-- What is being asked --
Repeat the records below word for word and omit each image.

** Entries supplied follows **

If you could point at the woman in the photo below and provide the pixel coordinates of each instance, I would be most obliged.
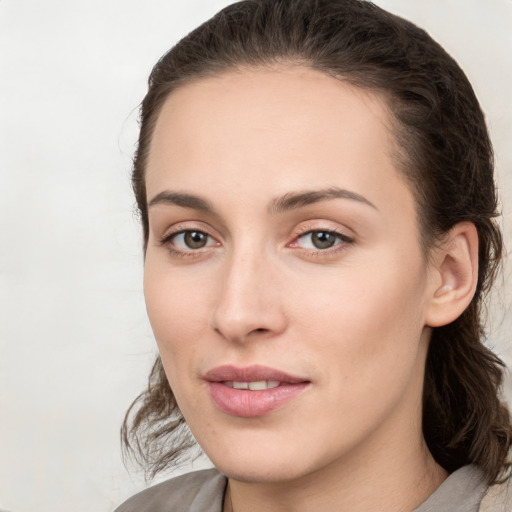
(315, 183)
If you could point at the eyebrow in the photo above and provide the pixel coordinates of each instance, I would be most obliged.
(181, 199)
(289, 201)
(294, 200)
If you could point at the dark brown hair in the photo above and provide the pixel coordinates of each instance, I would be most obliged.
(446, 155)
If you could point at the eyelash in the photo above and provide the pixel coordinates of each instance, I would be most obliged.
(342, 241)
(341, 244)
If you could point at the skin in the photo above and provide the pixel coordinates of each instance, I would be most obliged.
(354, 320)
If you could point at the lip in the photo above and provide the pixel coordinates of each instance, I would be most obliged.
(247, 403)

** End of Entries supplied **

-- Solution --
If you could point at the woman in the photo below and provide the pixel coordinates of each instance, I would be most obliged.
(315, 183)
If you could point at the eyebrow in the photo above and provide the pixel coordinates of each instance, I would be most obliged.
(181, 199)
(289, 201)
(294, 200)
If you could point at the dark brown hair in the photo above and provide the pixel coordinates of each instance, I would be most obliged.
(446, 155)
If you could point at the eyelash in the photo above and provide the pixel coordinates of each instance, I would be most obliged.
(342, 241)
(341, 244)
If you could point at the skin in the photo above and provide the pixel coordinates of each instance, I would be most obliged.
(354, 320)
If you could point at the lip in the photo above and provide the pixel coordinates of each instance, I would be most obliged.
(247, 403)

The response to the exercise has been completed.